== Task item ==
Throughout the material below, count the lines that include the string "shirt", then report only the resulting number.

== The records ==
━━━━━━

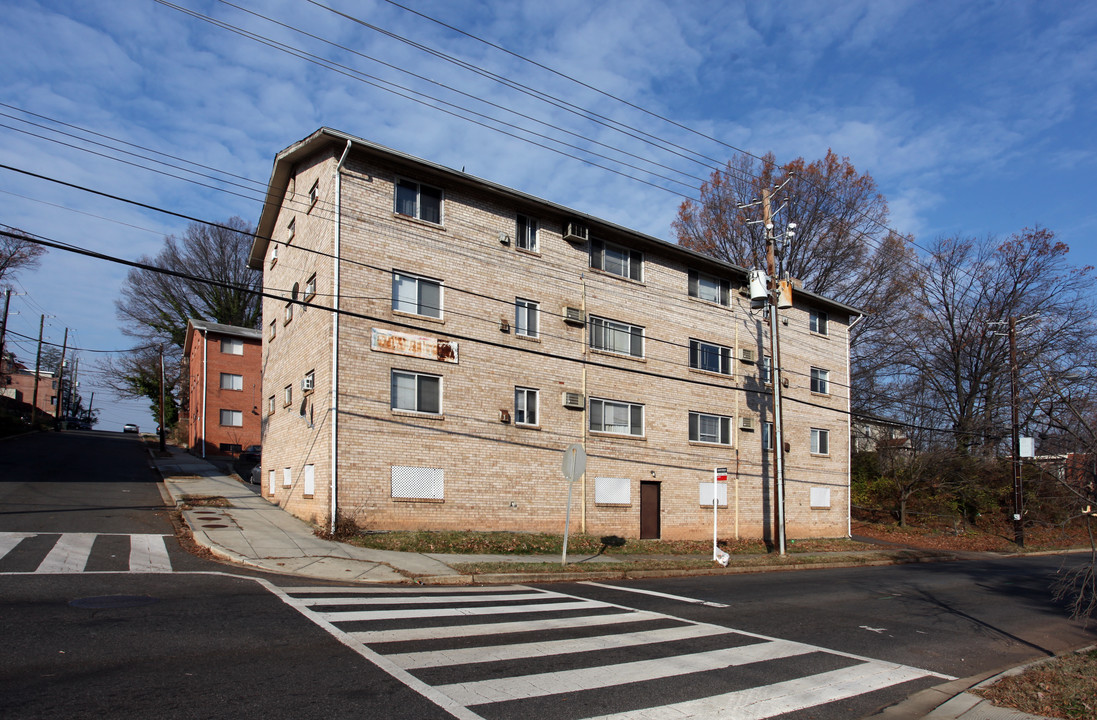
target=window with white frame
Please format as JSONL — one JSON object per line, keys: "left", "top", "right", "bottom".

━━━━━━

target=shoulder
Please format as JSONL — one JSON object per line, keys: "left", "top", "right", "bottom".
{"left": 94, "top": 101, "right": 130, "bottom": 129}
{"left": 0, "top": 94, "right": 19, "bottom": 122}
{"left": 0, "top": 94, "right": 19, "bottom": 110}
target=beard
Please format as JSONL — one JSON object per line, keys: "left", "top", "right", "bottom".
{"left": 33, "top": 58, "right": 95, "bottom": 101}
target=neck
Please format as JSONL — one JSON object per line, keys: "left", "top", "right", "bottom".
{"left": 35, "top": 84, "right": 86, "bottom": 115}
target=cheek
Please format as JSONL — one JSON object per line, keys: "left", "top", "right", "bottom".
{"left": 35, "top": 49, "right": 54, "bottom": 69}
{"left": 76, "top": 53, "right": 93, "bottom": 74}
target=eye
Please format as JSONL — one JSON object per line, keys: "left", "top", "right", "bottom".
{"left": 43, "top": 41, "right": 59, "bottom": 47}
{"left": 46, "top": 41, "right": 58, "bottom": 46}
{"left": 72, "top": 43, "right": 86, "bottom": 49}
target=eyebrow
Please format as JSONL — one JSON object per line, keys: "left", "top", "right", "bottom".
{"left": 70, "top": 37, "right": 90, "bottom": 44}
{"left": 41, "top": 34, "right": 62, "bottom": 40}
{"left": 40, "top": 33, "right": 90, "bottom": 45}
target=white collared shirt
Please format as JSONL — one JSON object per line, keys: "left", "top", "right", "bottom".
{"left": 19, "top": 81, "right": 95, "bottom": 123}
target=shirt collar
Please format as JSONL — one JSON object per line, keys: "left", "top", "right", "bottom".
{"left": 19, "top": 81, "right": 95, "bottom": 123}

━━━━━━

== Answer space ==
2